→ What is required: Each line of the listing that includes "chair" should be reported.

----------

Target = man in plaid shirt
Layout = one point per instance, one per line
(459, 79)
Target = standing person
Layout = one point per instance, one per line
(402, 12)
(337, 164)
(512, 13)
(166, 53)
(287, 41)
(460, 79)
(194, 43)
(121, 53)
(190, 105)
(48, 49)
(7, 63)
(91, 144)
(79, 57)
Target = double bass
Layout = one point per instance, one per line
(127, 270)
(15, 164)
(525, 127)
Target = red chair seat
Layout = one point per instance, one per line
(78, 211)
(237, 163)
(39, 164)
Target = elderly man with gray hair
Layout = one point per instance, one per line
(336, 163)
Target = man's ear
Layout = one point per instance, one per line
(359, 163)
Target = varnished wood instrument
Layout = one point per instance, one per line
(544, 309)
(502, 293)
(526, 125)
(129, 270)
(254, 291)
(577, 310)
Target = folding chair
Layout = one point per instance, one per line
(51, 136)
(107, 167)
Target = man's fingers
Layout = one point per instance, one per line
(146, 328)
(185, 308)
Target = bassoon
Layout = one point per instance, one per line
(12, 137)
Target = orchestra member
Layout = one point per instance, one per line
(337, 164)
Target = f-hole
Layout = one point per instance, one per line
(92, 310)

----------

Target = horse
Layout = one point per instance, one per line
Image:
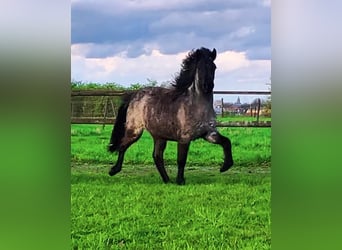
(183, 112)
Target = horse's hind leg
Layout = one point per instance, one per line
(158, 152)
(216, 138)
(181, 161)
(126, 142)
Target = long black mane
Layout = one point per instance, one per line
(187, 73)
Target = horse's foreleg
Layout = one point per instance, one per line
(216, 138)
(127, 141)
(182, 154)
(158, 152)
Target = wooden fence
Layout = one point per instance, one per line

----------

→ Written solution:
Target = red chair seat
Target = folding chair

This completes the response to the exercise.